[Dataset entries]
● ● ● ● ● ● ●

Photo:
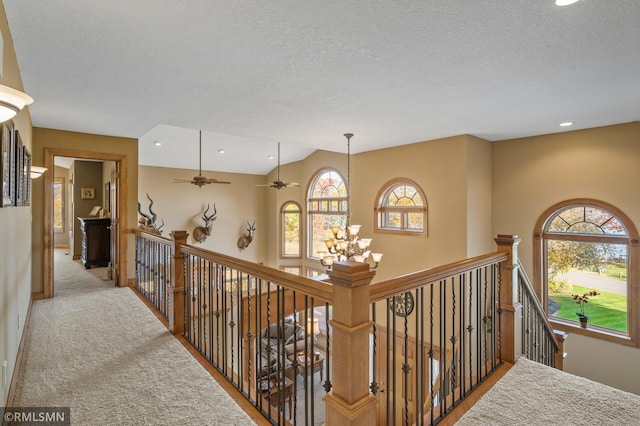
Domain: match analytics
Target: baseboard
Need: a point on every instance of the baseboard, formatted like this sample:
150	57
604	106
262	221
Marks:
16	367
38	295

● ● ● ● ● ● ●

EXERCISE DESCRIPTION: Give the number of lines in the data above that contain the word "baseboard", with no accompanying text.

RESULT OF THIS EXERCISE: 2